┏━━

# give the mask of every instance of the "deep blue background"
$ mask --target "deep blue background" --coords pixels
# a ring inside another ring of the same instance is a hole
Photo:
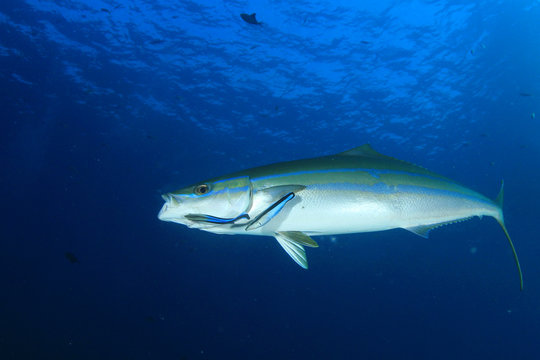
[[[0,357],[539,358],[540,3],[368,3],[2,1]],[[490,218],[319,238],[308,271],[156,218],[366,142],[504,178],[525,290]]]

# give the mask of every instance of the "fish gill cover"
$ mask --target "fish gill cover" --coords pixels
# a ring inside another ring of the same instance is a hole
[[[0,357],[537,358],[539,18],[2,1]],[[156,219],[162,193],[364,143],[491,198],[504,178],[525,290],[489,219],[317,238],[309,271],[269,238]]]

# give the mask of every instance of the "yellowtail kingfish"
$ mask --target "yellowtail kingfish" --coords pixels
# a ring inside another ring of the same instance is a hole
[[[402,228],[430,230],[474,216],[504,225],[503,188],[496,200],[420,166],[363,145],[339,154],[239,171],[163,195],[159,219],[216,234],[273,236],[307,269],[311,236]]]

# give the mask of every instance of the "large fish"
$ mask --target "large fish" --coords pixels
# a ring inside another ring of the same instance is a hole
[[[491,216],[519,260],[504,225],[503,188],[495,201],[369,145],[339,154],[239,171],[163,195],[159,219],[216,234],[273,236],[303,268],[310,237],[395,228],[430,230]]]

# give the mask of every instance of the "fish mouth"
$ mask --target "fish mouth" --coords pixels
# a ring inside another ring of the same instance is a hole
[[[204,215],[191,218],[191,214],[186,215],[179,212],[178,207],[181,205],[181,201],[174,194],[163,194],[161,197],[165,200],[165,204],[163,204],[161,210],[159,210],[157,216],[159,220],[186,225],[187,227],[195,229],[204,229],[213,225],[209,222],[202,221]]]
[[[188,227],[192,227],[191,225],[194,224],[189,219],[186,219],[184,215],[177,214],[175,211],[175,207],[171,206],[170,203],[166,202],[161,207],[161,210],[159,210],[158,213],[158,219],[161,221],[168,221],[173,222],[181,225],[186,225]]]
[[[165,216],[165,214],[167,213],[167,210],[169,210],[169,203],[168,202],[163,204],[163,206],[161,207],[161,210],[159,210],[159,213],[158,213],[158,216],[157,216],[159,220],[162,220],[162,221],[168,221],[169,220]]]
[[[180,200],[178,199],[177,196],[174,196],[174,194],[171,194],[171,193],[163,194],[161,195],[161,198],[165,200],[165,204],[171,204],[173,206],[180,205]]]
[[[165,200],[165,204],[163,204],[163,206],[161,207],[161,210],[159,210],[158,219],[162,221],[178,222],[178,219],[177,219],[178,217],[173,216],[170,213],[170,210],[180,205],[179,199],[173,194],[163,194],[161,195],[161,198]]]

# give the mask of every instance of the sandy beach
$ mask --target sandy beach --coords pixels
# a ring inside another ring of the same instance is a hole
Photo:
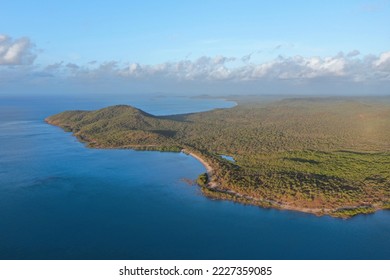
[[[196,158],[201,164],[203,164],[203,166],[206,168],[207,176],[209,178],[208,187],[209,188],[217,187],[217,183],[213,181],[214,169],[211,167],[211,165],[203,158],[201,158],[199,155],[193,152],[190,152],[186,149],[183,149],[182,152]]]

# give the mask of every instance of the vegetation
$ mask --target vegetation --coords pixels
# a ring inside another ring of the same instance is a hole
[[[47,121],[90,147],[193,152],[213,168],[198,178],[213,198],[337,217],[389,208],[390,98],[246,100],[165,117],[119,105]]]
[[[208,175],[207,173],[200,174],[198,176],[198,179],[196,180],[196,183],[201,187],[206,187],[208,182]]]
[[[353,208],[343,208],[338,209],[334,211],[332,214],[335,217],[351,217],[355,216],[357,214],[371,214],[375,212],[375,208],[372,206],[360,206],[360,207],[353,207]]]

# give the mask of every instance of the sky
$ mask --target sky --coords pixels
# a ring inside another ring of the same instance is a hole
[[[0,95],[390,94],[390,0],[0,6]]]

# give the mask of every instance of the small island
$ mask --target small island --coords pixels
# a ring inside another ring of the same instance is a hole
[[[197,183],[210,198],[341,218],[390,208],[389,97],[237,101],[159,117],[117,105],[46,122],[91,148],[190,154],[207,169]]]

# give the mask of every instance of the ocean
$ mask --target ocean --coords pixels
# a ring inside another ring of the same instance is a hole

┗━━

> _Task to carry out_
A bare number is the whole answer: the tally of lines in the listing above that include "blue".

> _Response to the task_
2